- LISTE DES TÂCHES:
- a) Pour chacune des affirmations suivantes, indiquez par oui ou par non si elle concorde avec le texte sur le Covid long, puis citez mot pour mot les termes du texte qui le montrent : (i) la patiente a été reçue par une infectiologue en octobre après avoir contacté l'ARS ; (ii) les examens neurologiques ont révélé une anomalie ; (iii) la cellule de Garches a refusé le dossier parce que l'état de santé de la patiente était jugé trop avancé.
- b) Rédigez la suite du texte sur le Covid long, en reprenant après sa dernière ligne.

- TEXTE PRÉSENTÉ:
-.-.-

Un dossier médical baladé par les hôpitaux

À la rentrée, son médecin prend enfin la mesure de sa situation physique et l’oriente vers les services de l’Hôpital Foch, qui centralisait les cas de Covid long en Ile-de-France à ce moment-là. Au bout de trois semaines, son dossier est refusé. "Je pense qu’ils s’étaient aperçus du nombre de cas de Covid long qui s’étaient déclarés durant l’été et ils m’ont dit par téléphone 'On ne prend plus les cas comme vous'", explique-t-elle. Après avoir contacté l'ARS, elle est reçue par une infectiologue en octobre, qui lui confirme le diagnostic de Covid long, jugé "aigu".

Elle passe des examens neurologiques qui ne révèlent rien d'anormal puis est orientée vers la cellule d'accompagnement de l'AP-HP Raymond Poincaré de Garches, en région parisienne. Mais là encore, son dossier est refusé, cette fois-ci car son état de santé est "trop avancé". Une information confirmée par le docteur Clémence Lefèvre-Dognin, qui officie à la cellule. Cette dernière précise que les patients doivent être suffisamment aptes physiquement pour intégrer la cellule car il faut "supporter le programme" : il faut pouvoir tenir les exercices, mais aussi avoir assez d’énergie pour les trajets en voiture ou en transport qui entourent les séances de soin.

Le bout du tunnel ?

-.-.-

- DONNÉES FOURNIES:
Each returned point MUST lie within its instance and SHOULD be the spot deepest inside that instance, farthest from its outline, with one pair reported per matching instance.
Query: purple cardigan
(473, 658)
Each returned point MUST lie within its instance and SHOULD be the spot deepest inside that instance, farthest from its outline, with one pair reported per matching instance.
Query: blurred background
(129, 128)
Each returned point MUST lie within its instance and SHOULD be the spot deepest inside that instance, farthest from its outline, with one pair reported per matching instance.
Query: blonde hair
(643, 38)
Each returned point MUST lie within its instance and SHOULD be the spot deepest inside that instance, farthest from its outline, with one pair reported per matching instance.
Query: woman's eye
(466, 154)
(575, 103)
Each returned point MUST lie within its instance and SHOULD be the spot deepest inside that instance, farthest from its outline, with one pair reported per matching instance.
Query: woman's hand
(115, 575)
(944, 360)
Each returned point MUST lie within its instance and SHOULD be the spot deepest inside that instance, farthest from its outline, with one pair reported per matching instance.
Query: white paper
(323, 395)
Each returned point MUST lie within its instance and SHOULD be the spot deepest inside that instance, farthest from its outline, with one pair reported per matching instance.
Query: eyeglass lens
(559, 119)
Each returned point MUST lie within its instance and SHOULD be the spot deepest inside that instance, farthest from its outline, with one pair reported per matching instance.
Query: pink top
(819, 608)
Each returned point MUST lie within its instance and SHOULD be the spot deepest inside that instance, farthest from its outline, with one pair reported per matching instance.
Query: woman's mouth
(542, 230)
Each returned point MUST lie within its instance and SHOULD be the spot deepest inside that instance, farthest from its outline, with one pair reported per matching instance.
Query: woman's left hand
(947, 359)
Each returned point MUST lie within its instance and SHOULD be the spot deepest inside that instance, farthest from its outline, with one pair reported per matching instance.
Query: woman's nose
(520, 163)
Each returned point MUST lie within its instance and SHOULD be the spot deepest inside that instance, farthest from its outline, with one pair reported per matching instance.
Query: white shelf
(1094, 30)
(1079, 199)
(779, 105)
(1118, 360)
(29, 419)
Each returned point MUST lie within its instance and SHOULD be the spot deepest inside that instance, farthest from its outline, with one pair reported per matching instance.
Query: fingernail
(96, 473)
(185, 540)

-.-.-

- RÉPONSES NUMÉROTÉES:
- a)
(i) Oui : « Après avoir contacté l'ARS, elle est reçue par une infectiologue en octobre »
(ii) Non : « Elle passe des examens neurologiques qui ne révèlent rien d'anormal »
(iii) Oui : « cette fois-ci car son état de santé est "trop avancé" »

- b)
Son état de santé s'améliore finalement légèrement, grâce à du repos et à de l'acupuncture, ce qui lui permet d'intégrer la cellule fin février 2023, soit un an après sa contamination. "Cela reste très éprouvant, avec les exercices de rééducation physique et cognitive mais le petit groupe que nous formons avec trois autres femmes malades est une force. C'est motivant de se retrouver, de rire et de dédramatiser nos situations", explique-t-elle, soulagée.

Adèle est toujours dans l'attente d'une affectation de longue durée (ALD), qui lui permettrait de toucher une indemnisation de l'Assurance maladie. Comme elle, Santé publique France estime à plus de deux millions le nombre de Français adultes ayant contracté un Covid long. Selon un rapport du ministère de la Santé, sur la totalité des personnes ayant eu le Covid-19, 10 % auraient des symptômes persistants.